### Description of the task
Pick out each row below that contains the string "picture", matching case exactly.

### Items
==============================

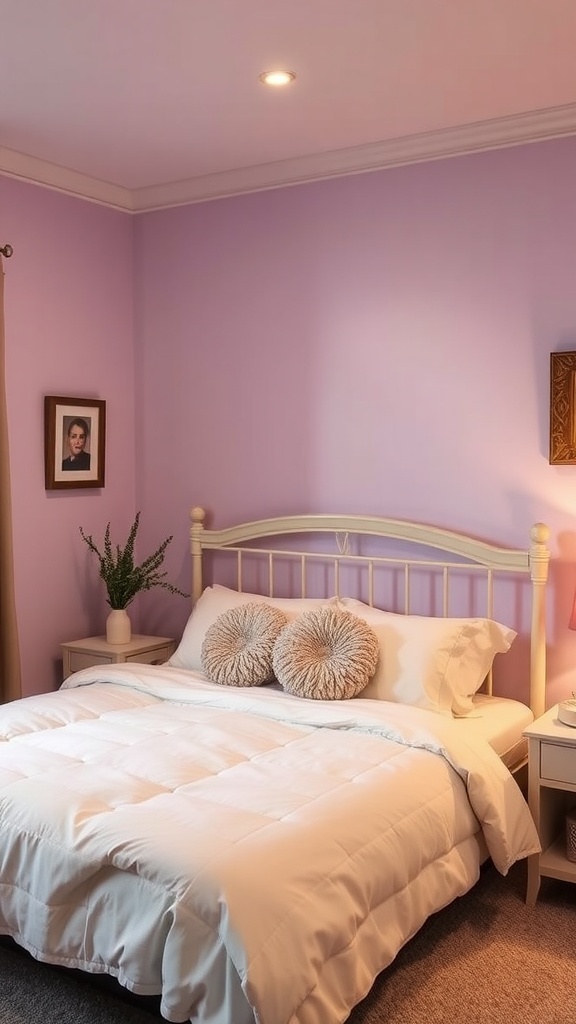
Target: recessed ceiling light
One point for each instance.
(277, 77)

==============================

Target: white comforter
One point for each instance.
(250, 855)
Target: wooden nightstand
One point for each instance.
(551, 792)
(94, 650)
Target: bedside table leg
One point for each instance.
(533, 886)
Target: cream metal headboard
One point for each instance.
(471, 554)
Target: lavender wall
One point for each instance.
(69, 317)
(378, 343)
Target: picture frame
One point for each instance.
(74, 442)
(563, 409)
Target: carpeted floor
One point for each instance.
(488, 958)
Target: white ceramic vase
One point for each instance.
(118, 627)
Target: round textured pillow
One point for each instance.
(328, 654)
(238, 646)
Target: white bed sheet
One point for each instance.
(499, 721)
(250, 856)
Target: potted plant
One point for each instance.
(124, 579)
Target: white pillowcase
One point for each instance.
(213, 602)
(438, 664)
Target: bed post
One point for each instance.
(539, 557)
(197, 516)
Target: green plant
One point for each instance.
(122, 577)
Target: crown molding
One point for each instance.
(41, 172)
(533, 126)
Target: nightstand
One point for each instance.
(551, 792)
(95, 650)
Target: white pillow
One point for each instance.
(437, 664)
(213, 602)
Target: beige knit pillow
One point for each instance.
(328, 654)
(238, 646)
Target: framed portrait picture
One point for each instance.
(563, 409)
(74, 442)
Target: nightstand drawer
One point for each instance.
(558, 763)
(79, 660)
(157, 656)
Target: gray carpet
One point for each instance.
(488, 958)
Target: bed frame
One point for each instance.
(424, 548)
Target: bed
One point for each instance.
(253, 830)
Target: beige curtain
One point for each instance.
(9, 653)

==============================

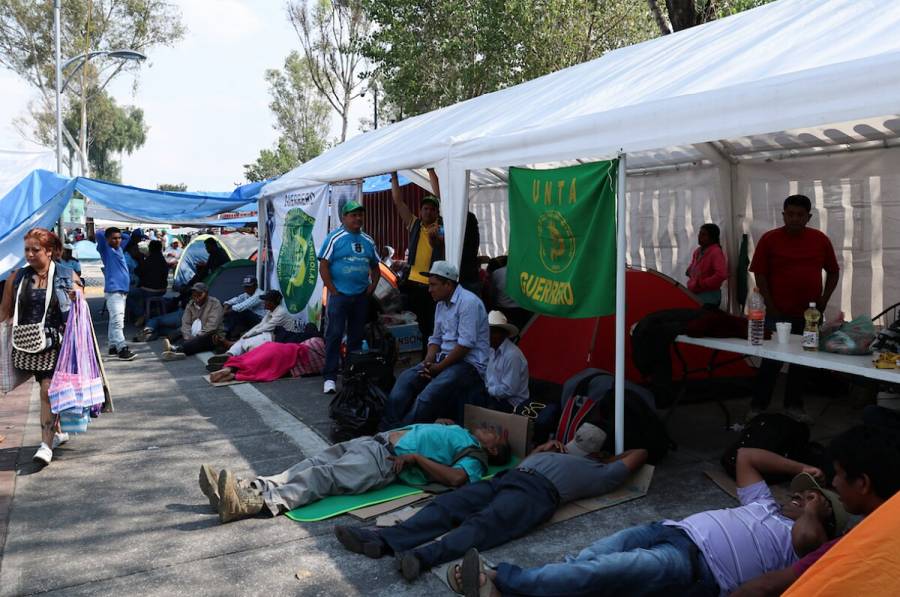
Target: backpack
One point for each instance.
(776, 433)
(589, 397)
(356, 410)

==============================

### The answer
Target: picture frame
Target: framed portrait picture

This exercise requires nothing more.